→ EXERCISE GOAL
Return each line from the rows below that contains the word "shown", copied in full.

→ DATA FOR THIS EXERCISE
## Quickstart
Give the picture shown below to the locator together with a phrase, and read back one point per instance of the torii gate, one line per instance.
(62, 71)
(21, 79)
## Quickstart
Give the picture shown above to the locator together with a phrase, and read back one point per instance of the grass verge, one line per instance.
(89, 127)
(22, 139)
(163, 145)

* * *

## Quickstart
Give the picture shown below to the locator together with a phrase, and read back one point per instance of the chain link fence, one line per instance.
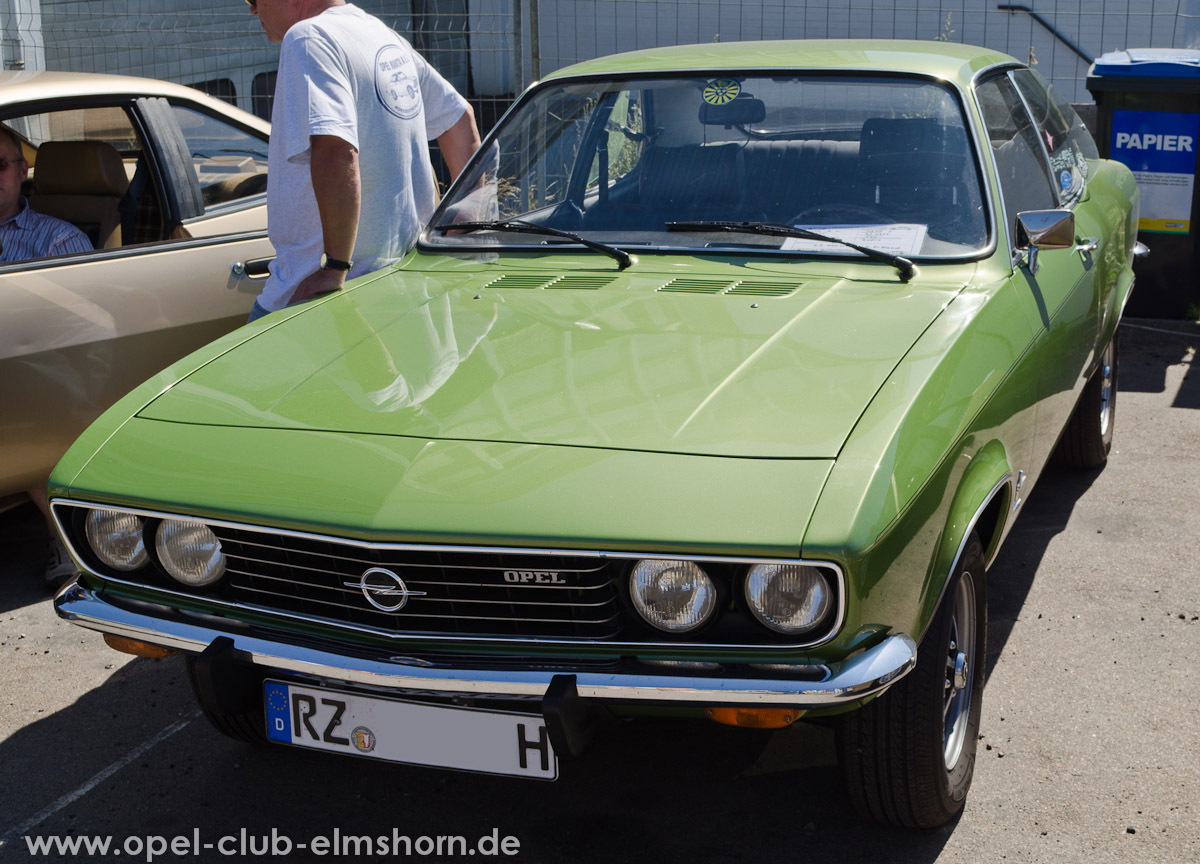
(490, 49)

...

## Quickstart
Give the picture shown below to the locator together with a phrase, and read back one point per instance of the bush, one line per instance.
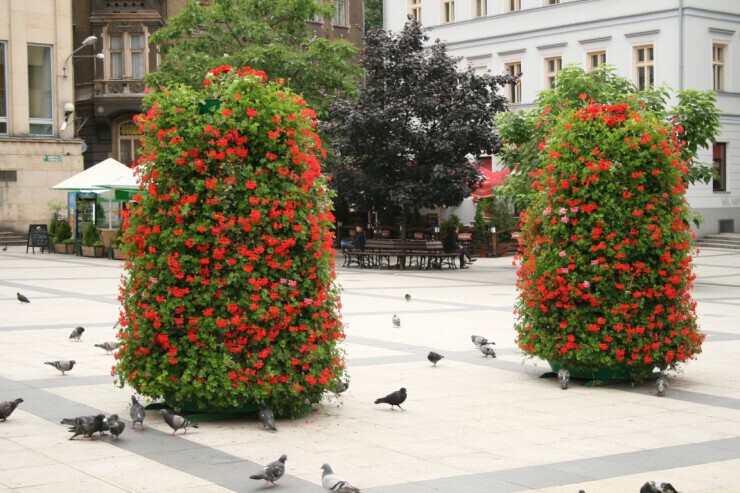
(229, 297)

→ COMPLETED TASK
Give the picture shown below to the locator together with a phrase, and read back one point per instance of the torii gate, one line per instance.
Give the picture shown above to the locator together with a phrase, and read back one point per instance of the grass verge, one line per instance.
Give the picture shown below to the locator together with a phrase, and read back one point per instance of the chain link fence, one line per instance.
Give the picture shown below to the locator together with a phrase, and read back one point per instance of the bush, one line per instance.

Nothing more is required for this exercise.